• [Work order 1] Rewrite the passage of the blog post that starts at "So perhaps the" and runs through "you and me).", changing "oligarchs" to "billionaires".
• [Work order 2] According to the Sanders website quoted in the blog post, what percentage of all derivatives do the six largest financial institutions control?
• [Work order 3] State whether each statement agrees with the blog post, answering yes or no and quoting the deciding words: (a) Meredith Burak has worked for Bank of America and Merrill Lynch. (b) The taxpayer bailout of the financial institutions amounted to $16 trillion. (c) The bumper sticker was spotted in a parking lot near a bank branch.

• [Quoted passage]
⟨

Wednesday, April 6, 2016

Are credit unions evil banks, or virtuous anti-banks?

As I was walking through a parking lot near a credit union office, I spotted a Bernie Sanders for President bumper sticker.

And it got me thinking.

As many of you know, the Bernie Sanders campaign can almost be characterized as a single issue campaign - namely, to ensure that land acquisition for the National Park Service is fully funded.

Whoops - I seem to have scrambled my notes. Actually, the Sanders issue that is getting a lot of attention can be summarized in four words: "Wall Street is evil."

From the Sanders website:

Wall Street cannot continue to be an island unto itself, gambling trillions in risky financial decisions while expecting the public to bail it out....

The six largest financial institutions in this country today hold assets equal to about 60% of the nation’s gross domestic product. These six banks issue more than two-thirds of all credit cards and over 35% of all mortgages. They control 95% of all derivatives and hold more than 40% of all bank deposits in the United States.

We must break up too-big-to-fail financial institutions. Those institutions received a $700 billion bailout from the US taxpayer, and more than $16 trillion in virtually zero interest loans from the Federal Reserve. Despite that, financial institutions made over $152 billion in profit in 2014 – the most profitable year on record, and three of the four largest financial institutions are 80% bigger today than they were before we bailed them out.

So why would a credit union employee support a guy like Sanders?

One possible reason might be the conclusion that when Sanders rails against financial institutions, he's not railing against credit unions. After all, credit unions are different - the government said so:

Credit unions are not-for-profit organizations that exist to serve their members. Like banks, credit unions accept deposits, make loans and provide a wide array of other financial services. But as member-owned and cooperative institutions, credit unions provide a safe place to save and borrow at reasonable rates.

So perhaps the bumper sticker owner believes that the problems on Wall Street are solely caused by for-profit (rather than not-for-profit) firms that are controlled by oligarchs (rather than individual credit union members just like you and me).

Or perhaps the bumper sticker owner realizes that money is money, but supports Sanders anyway. If so, he or she is not alone:

Meredith Burak is a third-generation Wall Street executive. At 32, she has worked in global wealth management for Bank of America and Merrill Lynch....

"Wall Street has been very good to my family," she said. "It has enabled myself and my cousins and people around me to go to college."

But at the same time, Burak said, Wall Street needs tougher regulation and rules. "People on Wall Street want the game to be fair," she said. "It is when people cheat that things get messed up for everyone. And to the extent that we can have rules and more enforcement to get people like [Ponzi schemer] Bernie Madoff out of the financial system, the better it is for the economy."

Burak said she left Merrill Lynch earlier this month and is traveling in Israel this week, focusing on charitable work on behalf of a cancer foundation in honor of her mother.

And after all, as an anonymous Sanders supporter points out:

"You've got Warren Buffett — one of the wealthiest people in the country — and he's out there supporting raising taxes and the things that Bernie talks about."

⟩

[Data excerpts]
⟨

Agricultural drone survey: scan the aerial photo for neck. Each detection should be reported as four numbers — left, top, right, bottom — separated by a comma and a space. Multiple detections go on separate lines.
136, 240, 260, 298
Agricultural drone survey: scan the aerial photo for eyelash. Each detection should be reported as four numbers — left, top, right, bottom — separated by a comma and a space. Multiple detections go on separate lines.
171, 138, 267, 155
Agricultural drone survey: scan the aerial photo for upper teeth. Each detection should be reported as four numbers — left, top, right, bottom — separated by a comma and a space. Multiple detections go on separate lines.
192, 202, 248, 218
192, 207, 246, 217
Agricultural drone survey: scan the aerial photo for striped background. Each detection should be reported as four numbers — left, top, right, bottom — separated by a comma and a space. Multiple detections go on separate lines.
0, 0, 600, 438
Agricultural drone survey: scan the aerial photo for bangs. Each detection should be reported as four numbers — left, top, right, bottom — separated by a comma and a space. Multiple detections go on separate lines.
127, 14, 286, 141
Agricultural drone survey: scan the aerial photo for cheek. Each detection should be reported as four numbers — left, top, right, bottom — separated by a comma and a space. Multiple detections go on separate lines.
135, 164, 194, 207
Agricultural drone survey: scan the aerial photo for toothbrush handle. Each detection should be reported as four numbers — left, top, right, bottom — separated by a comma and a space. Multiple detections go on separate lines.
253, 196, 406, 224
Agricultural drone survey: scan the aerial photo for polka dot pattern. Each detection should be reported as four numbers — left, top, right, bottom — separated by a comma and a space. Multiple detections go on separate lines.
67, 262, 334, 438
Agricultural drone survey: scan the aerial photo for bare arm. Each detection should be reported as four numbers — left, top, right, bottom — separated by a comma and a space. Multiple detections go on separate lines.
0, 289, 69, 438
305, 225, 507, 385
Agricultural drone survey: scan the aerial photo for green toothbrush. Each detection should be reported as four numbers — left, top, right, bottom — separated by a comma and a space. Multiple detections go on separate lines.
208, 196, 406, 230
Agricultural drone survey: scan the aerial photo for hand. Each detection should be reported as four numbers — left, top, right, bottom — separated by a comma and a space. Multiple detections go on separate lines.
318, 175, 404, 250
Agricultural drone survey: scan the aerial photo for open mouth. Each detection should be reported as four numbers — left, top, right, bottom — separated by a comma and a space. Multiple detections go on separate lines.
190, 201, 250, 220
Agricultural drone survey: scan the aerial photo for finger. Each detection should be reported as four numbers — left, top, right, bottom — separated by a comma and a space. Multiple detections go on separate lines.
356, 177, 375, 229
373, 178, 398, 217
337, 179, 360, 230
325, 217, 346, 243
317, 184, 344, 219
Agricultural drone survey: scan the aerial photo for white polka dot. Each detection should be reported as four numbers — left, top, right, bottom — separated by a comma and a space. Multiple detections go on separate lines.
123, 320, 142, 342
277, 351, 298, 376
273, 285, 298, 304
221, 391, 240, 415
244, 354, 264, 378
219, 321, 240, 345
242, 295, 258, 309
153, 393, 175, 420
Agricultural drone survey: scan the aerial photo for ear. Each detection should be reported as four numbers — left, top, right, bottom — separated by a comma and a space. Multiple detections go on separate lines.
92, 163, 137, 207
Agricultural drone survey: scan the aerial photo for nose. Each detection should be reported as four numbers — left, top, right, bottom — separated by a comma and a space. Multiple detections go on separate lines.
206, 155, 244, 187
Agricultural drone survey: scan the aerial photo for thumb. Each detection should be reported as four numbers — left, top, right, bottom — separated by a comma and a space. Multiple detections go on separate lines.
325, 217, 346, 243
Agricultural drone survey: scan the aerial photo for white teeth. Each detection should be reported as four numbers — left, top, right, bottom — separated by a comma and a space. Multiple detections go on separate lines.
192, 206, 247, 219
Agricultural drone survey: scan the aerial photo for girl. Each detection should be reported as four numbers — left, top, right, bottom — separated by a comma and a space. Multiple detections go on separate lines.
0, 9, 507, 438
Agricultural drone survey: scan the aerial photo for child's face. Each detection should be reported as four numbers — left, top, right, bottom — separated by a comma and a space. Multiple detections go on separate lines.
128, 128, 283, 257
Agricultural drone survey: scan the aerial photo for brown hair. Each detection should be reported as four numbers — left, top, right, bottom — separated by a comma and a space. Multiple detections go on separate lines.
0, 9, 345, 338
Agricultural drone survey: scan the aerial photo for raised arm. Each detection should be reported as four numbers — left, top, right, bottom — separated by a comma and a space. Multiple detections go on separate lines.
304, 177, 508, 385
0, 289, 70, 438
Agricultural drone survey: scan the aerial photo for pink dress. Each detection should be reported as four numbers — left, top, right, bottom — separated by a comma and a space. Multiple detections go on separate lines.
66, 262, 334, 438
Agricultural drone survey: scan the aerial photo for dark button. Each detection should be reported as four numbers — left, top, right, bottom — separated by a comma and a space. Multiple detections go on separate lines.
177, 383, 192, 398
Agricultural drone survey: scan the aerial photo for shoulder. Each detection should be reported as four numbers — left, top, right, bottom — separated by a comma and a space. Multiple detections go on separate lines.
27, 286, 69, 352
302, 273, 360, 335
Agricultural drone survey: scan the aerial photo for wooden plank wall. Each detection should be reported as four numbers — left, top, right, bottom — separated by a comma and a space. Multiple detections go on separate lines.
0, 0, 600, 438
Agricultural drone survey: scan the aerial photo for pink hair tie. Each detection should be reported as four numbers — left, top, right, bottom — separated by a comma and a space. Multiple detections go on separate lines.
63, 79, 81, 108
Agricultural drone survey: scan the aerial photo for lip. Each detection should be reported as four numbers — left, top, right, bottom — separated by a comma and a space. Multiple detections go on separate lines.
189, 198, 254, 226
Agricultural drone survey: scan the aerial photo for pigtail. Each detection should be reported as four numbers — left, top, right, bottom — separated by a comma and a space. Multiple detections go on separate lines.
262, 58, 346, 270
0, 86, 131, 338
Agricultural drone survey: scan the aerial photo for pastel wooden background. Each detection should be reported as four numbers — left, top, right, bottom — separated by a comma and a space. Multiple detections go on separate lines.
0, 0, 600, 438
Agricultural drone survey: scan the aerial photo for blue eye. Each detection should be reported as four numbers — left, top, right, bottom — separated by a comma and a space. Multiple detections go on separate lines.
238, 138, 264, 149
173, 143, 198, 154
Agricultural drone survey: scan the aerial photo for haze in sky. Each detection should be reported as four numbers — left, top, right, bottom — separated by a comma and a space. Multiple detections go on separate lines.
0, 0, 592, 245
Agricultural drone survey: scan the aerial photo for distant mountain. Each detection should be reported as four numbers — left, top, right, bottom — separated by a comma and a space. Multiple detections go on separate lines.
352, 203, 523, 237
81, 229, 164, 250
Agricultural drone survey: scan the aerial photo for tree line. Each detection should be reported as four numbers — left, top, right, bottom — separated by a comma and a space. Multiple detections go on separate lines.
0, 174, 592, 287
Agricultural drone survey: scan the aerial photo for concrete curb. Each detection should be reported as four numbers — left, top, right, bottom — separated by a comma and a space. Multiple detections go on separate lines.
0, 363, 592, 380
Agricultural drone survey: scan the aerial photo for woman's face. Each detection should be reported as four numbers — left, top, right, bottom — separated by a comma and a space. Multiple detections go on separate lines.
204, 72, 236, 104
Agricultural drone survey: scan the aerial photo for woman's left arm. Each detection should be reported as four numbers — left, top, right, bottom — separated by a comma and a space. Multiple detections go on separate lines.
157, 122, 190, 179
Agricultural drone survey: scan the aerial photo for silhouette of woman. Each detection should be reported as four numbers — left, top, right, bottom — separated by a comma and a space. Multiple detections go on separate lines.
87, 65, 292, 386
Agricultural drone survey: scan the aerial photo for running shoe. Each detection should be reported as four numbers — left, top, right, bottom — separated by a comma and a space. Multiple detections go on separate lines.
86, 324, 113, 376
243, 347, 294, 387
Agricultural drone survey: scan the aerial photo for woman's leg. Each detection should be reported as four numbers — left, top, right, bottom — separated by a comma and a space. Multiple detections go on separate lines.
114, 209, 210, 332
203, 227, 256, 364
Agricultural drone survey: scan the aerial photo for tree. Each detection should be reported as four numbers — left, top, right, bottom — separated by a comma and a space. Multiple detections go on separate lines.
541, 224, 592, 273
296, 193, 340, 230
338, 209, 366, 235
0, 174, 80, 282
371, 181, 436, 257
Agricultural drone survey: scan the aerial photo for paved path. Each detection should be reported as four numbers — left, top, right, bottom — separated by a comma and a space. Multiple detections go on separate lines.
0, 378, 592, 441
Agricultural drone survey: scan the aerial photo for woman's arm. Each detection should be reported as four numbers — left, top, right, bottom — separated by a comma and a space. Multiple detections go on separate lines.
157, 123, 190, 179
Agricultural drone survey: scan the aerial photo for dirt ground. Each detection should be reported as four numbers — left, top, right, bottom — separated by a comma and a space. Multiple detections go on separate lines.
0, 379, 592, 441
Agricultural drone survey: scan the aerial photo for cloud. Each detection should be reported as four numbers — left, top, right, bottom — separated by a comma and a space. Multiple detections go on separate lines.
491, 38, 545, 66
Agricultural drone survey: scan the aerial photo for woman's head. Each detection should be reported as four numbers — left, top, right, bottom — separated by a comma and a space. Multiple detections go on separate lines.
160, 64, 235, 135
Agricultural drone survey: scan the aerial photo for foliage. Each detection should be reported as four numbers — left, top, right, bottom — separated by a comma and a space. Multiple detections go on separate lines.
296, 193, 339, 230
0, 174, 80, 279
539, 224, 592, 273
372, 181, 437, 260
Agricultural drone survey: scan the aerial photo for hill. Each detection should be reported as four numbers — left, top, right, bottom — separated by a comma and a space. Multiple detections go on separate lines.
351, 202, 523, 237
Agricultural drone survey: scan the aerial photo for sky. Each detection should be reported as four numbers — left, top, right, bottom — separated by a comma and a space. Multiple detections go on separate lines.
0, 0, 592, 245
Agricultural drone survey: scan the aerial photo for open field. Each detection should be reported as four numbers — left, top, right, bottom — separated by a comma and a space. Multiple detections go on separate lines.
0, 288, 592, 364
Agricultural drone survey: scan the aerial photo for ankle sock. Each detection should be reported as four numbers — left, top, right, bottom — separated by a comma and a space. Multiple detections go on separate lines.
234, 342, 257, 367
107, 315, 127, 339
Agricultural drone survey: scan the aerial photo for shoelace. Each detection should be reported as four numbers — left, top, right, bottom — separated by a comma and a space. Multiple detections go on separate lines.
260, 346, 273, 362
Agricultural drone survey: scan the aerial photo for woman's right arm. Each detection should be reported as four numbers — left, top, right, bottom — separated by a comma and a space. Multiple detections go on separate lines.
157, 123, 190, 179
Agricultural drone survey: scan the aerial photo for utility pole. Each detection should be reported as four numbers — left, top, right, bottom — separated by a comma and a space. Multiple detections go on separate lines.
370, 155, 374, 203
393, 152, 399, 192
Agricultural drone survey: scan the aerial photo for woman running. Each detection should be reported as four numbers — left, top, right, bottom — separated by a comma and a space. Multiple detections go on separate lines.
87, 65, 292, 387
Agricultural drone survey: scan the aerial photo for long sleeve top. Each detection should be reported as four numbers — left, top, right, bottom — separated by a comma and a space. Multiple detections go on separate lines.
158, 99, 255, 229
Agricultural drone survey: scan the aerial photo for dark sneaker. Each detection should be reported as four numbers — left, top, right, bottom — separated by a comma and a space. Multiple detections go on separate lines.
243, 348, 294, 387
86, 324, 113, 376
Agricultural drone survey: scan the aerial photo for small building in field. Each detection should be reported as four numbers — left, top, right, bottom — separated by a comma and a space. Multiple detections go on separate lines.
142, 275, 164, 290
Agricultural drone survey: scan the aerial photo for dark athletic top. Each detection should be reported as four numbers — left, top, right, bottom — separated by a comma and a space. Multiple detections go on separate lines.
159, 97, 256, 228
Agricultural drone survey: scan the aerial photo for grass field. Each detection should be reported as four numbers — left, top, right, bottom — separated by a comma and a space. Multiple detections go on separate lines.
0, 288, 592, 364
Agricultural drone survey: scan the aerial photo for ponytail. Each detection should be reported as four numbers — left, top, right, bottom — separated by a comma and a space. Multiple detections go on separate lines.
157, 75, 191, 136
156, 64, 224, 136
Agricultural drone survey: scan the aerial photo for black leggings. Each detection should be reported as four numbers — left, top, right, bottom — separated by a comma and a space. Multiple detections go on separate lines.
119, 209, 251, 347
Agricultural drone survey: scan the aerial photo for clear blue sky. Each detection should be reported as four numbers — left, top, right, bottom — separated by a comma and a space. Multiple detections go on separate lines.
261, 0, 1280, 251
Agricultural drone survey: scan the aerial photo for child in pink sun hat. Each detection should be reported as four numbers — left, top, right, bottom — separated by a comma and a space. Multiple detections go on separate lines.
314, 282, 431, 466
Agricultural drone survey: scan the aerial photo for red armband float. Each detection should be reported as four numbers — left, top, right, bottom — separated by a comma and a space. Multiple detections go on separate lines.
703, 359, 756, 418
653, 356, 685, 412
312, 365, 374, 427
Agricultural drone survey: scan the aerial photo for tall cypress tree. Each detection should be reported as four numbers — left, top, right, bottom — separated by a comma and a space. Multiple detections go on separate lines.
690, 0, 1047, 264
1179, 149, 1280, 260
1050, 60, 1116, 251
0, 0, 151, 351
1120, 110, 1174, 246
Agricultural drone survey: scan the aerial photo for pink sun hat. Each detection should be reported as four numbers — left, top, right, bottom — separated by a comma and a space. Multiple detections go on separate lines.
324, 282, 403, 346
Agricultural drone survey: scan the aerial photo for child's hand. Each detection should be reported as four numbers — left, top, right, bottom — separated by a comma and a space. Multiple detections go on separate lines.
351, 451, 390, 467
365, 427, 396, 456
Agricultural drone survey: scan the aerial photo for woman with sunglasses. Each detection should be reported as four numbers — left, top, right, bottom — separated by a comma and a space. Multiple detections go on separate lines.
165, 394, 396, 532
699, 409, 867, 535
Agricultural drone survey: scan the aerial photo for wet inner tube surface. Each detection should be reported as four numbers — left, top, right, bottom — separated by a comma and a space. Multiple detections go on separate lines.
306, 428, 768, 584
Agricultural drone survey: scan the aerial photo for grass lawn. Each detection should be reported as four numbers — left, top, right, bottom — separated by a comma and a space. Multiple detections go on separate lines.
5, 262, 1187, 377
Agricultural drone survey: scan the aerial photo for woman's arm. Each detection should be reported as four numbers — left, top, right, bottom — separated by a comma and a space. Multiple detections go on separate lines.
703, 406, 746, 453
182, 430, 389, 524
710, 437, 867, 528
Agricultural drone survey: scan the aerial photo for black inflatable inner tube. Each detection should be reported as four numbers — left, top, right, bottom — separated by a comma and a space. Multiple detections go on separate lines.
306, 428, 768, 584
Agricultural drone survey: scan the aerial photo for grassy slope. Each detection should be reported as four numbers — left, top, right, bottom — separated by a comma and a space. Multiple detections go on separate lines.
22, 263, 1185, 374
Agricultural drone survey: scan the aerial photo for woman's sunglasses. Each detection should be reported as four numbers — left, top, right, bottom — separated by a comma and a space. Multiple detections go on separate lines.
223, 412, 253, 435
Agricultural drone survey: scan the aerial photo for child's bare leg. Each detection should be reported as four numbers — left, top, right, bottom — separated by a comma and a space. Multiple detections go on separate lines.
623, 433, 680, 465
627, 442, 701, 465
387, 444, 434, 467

⟩

• [Task solution 1]
So perhaps the bumper sticker owner believes that the problems on Wall Street are solely caused by for-profit (rather than not-for-profit) firms that are controlled by billionaires (rather than individual credit union members just like you and me).

• [Task solution 2] 95%

• [Task solution 3]
(a) Yes: "she has worked in global wealth management for Bank of America and Merrill Lynch"
(b) No: "Those institutions received a $700 billion bailout from the US taxpayer"
(c) No: "As I was walking through a parking lot near a credit union office"